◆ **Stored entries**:
• • • • •

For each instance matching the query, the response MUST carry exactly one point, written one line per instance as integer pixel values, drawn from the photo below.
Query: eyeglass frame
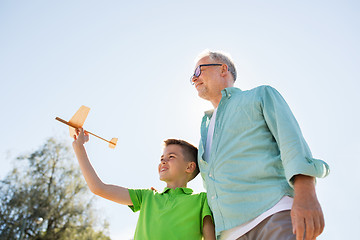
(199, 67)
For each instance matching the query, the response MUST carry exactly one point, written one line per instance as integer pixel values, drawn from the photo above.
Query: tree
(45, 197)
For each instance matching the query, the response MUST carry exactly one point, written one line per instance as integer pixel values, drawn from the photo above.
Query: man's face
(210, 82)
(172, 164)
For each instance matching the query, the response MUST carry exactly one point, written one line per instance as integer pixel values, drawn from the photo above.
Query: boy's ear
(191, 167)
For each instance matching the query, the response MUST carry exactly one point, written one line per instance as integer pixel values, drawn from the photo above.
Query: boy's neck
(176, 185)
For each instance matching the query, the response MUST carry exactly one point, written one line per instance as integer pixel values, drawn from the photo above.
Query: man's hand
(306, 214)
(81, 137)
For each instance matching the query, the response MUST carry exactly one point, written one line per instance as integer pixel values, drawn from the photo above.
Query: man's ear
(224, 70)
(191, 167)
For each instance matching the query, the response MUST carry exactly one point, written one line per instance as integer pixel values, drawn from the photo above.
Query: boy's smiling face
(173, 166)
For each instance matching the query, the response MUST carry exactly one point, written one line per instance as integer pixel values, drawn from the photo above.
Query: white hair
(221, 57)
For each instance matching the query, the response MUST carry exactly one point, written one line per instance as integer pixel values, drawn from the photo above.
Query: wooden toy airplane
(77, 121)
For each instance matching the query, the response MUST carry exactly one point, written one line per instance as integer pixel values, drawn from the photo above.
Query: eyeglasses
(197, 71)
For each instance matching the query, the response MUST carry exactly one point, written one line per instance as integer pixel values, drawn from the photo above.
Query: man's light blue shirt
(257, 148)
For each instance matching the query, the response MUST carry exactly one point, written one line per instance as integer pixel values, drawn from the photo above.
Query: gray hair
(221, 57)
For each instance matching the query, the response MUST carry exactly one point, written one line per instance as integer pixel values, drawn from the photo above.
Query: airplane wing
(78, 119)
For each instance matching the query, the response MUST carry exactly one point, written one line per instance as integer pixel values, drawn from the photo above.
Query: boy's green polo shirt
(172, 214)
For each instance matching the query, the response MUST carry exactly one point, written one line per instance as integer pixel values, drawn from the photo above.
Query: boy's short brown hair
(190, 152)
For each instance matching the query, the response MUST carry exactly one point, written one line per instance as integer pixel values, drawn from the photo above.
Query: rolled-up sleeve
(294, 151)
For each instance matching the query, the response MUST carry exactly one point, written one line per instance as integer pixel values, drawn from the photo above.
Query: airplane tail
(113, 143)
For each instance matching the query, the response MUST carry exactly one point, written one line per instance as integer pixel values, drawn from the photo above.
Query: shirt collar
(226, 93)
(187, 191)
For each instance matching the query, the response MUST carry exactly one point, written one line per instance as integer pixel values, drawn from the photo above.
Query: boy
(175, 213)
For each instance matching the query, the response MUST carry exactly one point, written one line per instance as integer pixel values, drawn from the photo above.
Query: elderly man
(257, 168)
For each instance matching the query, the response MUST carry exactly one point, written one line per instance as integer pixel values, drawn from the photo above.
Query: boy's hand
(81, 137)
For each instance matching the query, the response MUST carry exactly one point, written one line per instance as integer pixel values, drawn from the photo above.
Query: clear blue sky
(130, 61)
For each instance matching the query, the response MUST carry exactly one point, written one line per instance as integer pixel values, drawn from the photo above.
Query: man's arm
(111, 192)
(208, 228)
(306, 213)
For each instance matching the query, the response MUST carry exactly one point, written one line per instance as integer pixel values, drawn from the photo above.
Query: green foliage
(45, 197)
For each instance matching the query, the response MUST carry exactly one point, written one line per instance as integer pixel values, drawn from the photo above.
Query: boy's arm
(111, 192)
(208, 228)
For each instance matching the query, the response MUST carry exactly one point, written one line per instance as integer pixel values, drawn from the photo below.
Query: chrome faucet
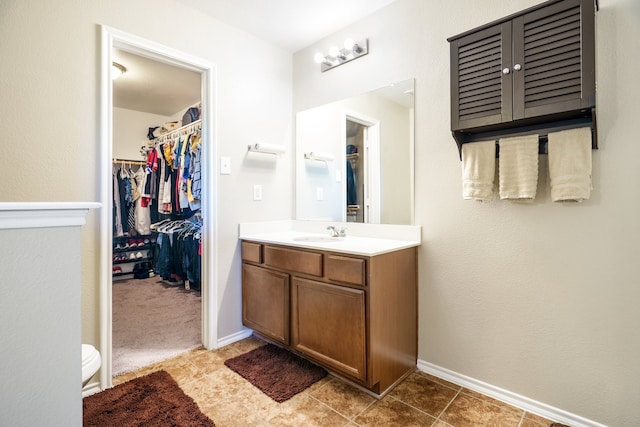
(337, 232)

• • • • •

◆ **EXERCISE**:
Transcribe every entry word for word, excluding images.

◆ **RESPONSE TO THIS TASK**:
For each instance matching the query, the response MUST carry exactly one point, written one line per instance as integer pixel values, drawn from the photo below.
Query: eyeglass frame
(199, 67)
For each instance matching the query, the response MUST carry exactly one point, written one line per instance as integer pixel values, drawn from the photo above.
Query: tree
(45, 197)
For each instance matching the query, the response MUST carry exactly one point, written one line per instance as integer pixel values, drawn from the photo above.
Query: man's face
(210, 82)
(172, 164)
For each instance matching the query, the response MUST carry exactly one point, written one line per instance as integer pixel values, drawn from the photo above.
Query: boy's ear
(191, 167)
For each instance matching the query, the response MUST carry exactly one point, written one line per instance as integer pixel values, drawn from the photo above.
Query: boy's neck
(176, 185)
For each instance matching the query, the response MUST carry exactly one point, written one line per instance as integer pixel values, drawn from the photo above.
Query: man's hand
(306, 214)
(81, 137)
For each instance matching the query, the response MUST carry exactly one point, written one line per instance as integer pixel values, drawn from the photo above.
Query: man's ear
(224, 70)
(191, 167)
For each instance matching the query, the response MUST carry exactly one point, written one line per instance as integer pixel values, drawn from the photo above.
Query: boy's smiling face
(173, 166)
For each instance matching the query, the response MUST carry exactly one point, written one line per instance as integer pixel values, drawn from the photo above.
Query: white hair
(221, 57)
For each instance matching the query, the response MUST carry exactly one point, written one line per instance as integer pixel values, drawn from the photo above.
Query: wooden toy airplane
(77, 121)
For each instance matching the query, the response MUST carry exactly one point, written one line per instance as integer pixel values, drawn from the photo above.
Query: eyeglasses
(197, 71)
For each instance matching the query, the response MUST carry exactly one point, written one line per instance as integer pixel values, drawn from the photo above.
Query: man's light blue shirt
(257, 148)
For each instance matching the query, the response MUST carry exactly one point, written one line per instance as integer pixel values, drawn from the photo above.
Query: gray hair
(221, 57)
For each instance matching the query, the response MUST carry exactly one point, written one line per instance as integer pixel values, drawn from the photo above.
Query: airplane wing
(78, 119)
For each instance matching the query, the response MUST carry exactly one point, written one line per instance as integer pixel values, drawn from the photo above.
Query: boy's green polo shirt
(172, 214)
For each instance matching the query, the response MUST carry exactly one point, written one line per instance as integer pixel values, drawn from the photo above.
Query: boy's short brown hair
(190, 152)
For each instance matching the query, the response MUST carry exactly one point, written one line per instance as integer pixel values, drawn from the photo above.
Query: rolled-up sleeve
(294, 151)
For each instance matching the query, the response MUST carry exactly one point, written one line per instance as integer pixel values, drawn from the photo above.
Query: airplane tail
(113, 143)
For each instance matching the query, the response MUST carry exactly one point, written one line per instance as integer pixel values, drawn from the photo above.
Query: shirt collar
(226, 93)
(187, 191)
For each instance matching the query, the response MUST carry exactly one point, written one line per instance as integer pixel values, drawn from the photo above.
Query: boy
(175, 213)
For each instance matching the query, the response MUST carry exactly one point, written one line per instance as integer pixel values, drawn from the photo above.
Query: elderly man
(257, 168)
For each instance matching the query, the response MUST carry exactly one point, written one line per instance as integer pixel values, drawn from the photo above.
Query: boy's hand
(81, 137)
For each instance matching the query, the response MUST carry exactly one point, written one line per instance as integer pixel values, drawn from the photo above.
Query: clear blue sky
(130, 61)
For each instance matching the query, the response MUST carry exactly one point, written one line per instance as integer pixel values, drawn from the photo above.
Query: man's arm
(111, 192)
(208, 228)
(306, 213)
For each instance matching the query, the response MUST carry exactly one point, written one line per instance as integer pixel values, drawn from the photo above.
Query: green foliage
(45, 197)
For each instance matching the query, the response MUST carry exactly one point, written one line per instance as integer pixel values, drawn from the photo above.
Query: boy's arm
(111, 192)
(208, 228)
For each instance matching the query, the response MUST carry exactly one point, written one line per instance as integer pixel values, drawn from the photo below.
Query: chrome faucet
(337, 232)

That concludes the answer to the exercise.